Énoncé =>
D'après le texte sur le Mexique ci-dessous, répondez aux questions suivantes :
(a) Quel État, voisin de Monterrey, attire les investisseurs étrangers ?
(b) En quelle année le Mexique est-il entré dans le G-20 ?
(c) Combien de traités de libre-échange le Mexique a-t-il signés ?

Texte à lire =>
┄┄┄┄┄┄┄┄┄┄
21.11.2024
Le Mexique entre rébellion et émergence. Il y a vingt ans l’Alena et le sous-commandant Marcos
Tribune
28 janvier 2014
Il est vrai et c’est l’autre face de ce pays Janus, que l’ALENA profite à d’autres. Si Monterrey souffre, l’Etat voisin de Queretaro croît. Plus tranquille, il capte les investisseurs étrangers cherchant à s’installer à bon compte aux portes des Etats-Unis. L’ALENA a en effet apporté la stabilité financière et bonifié, pour les investisseurs, le différentiel salarial et social. L’industrie locale tirée vers le Nord et bien souvent sous-traitante a bel et bien créé des emplois de type nouveau. Danone, EADS, Hutchison Wampoa, KYB, Nivea, Pirelli, ont choisi le Mexique ces dernières années. L’homme le plus riche du monde, Carlos Slim, est mexicain. Il a ces dernières années porté les symboles et les contradictions du pays. Propriétaire d’un puissant conglomérat construit sur la communication et la téléphonie mobile, il investit à son tour loin du Mexique, aux Etats-Unis mais aussi en Europe. D’autres géants, initialement locaux, ont accompagné le mouvement, Bimbo dans l’agro-alimentaire, Cemex le cimentier, Pemex le pétrolier, et Televisa dans l’audiovisuel. Le Mexique y a gagné des points de croissance qui en ont fait la deuxième puissance économique d’Amérique latine et la quatorzième du monde. Il a été accepté dans le club des pays développés, l’OCDE en 1994. L’un des siens, Angel Gurria, en est le secrétaire général. Il est devenu membre du Forum des économies du Pacifique, l’APEC. Il a fait son entrée dans le G-20 en 2008. La Chine et c’est un signe qui ne trompe pas a intégré le Mexique dans ses réseaux. Bien que loin derrière les Etats-Unis, elle en est aujourd’hui le deuxième partenaire. Douze traités de libre échange ont dans la foulée été signés par le Mexique en particulier avec les Etats-Unis, l’Union européenne, et le Japon. La liste des prétendants en ce début d’année 2014 est éloquente. Dans le carnet de bal des autorités mexicaines, on trouve Enrico Letta, président du gouvernement italien, Barak Obama, Stephen Harper, premier ministre du Canada, François Hollande, Goodluck Jonathan, président du Nigéria, Shinzo Abe, premier ministre japonais et Dilma Rousseff, chef de l’Etat brésilien.
┄┄┄┄┄┄┄┄┄┄
Données sources

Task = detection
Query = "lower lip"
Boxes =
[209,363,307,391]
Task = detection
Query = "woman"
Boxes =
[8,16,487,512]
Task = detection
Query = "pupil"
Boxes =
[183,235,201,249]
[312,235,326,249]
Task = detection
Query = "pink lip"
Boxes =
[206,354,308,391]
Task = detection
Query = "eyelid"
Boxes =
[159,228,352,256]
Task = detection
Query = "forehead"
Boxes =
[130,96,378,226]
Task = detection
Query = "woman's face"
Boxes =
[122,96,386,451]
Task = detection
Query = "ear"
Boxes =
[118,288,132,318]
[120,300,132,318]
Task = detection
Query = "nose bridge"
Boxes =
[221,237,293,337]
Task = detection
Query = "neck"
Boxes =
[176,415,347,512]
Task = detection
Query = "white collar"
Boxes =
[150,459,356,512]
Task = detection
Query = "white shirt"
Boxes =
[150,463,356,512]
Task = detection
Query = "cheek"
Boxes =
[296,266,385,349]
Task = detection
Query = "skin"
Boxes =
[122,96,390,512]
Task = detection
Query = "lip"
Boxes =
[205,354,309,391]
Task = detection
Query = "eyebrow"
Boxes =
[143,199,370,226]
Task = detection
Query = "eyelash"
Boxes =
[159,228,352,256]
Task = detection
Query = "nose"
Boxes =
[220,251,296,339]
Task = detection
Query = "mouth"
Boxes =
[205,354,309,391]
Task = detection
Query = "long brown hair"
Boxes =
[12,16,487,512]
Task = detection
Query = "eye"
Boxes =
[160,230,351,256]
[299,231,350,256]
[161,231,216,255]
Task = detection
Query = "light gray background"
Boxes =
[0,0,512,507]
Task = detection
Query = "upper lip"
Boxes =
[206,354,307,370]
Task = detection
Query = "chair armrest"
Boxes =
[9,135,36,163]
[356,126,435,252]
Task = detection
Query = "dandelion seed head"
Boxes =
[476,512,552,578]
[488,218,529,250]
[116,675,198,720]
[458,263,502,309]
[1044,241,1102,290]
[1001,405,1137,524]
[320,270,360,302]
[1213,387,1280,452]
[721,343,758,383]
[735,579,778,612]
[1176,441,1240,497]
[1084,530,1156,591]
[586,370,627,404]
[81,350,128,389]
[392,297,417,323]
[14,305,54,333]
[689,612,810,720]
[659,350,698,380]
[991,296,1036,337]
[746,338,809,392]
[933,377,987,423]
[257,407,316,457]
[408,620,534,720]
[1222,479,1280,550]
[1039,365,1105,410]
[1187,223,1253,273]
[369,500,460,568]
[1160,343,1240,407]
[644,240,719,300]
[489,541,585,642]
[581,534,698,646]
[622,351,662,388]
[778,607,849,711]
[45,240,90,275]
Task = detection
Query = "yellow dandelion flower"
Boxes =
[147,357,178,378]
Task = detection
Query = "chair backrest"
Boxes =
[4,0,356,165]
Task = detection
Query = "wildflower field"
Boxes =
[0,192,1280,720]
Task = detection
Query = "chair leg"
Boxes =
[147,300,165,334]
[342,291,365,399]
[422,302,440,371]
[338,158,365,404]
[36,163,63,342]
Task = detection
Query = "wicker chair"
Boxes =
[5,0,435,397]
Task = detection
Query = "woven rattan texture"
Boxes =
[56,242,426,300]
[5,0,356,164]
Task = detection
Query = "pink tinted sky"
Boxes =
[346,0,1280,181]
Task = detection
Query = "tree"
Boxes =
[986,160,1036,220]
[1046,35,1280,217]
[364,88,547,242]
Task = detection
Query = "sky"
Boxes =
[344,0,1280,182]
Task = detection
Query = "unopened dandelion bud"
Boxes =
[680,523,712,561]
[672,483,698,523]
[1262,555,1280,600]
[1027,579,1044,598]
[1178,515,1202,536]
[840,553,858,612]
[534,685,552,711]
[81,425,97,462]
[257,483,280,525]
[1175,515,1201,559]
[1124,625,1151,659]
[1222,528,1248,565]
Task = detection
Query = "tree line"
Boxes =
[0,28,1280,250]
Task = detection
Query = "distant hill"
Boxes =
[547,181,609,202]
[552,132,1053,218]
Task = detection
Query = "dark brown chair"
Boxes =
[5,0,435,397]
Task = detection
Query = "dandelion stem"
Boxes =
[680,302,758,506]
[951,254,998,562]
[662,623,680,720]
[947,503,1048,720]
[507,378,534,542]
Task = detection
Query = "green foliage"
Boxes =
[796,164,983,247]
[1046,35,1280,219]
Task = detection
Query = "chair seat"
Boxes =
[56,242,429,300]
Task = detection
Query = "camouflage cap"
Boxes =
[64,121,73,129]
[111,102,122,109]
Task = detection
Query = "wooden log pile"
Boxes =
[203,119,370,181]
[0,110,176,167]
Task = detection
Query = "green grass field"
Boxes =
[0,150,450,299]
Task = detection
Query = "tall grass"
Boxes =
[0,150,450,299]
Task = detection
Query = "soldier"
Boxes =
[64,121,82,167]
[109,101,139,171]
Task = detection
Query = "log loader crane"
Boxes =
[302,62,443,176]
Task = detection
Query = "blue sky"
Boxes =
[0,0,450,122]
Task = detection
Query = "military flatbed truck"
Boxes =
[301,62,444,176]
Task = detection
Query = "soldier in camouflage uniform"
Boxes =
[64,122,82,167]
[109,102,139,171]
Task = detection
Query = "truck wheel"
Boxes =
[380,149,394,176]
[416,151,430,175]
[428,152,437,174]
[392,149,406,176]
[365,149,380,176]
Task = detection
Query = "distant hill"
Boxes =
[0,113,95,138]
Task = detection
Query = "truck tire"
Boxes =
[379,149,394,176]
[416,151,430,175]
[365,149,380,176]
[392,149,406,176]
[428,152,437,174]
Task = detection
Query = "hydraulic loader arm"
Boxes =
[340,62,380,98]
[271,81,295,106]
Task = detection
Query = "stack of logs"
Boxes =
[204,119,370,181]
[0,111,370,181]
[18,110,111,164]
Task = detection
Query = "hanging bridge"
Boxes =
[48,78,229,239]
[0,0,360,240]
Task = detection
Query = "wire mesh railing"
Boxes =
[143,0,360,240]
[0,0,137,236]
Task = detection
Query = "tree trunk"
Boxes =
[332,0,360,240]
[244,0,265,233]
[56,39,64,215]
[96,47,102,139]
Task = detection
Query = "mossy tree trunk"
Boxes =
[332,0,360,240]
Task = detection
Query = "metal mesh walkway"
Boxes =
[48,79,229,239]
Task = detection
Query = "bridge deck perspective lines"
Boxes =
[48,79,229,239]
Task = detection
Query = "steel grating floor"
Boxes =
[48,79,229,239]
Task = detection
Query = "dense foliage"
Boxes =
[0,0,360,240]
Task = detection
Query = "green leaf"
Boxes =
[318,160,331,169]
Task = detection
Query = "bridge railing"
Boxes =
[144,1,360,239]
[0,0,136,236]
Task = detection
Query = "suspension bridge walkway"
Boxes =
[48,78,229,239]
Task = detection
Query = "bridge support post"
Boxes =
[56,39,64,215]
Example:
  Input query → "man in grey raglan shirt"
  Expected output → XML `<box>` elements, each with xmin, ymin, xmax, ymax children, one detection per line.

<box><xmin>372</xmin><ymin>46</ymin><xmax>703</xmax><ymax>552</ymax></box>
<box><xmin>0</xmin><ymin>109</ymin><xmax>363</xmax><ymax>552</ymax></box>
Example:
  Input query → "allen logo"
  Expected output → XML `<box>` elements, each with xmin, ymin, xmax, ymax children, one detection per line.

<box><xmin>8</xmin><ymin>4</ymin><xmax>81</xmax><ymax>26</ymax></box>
┄┄┄┄┄┄┄┄┄┄
Réponse rédigée =>
(a) L'État de Queretaro.
(b) En 2008.
(c) Douze.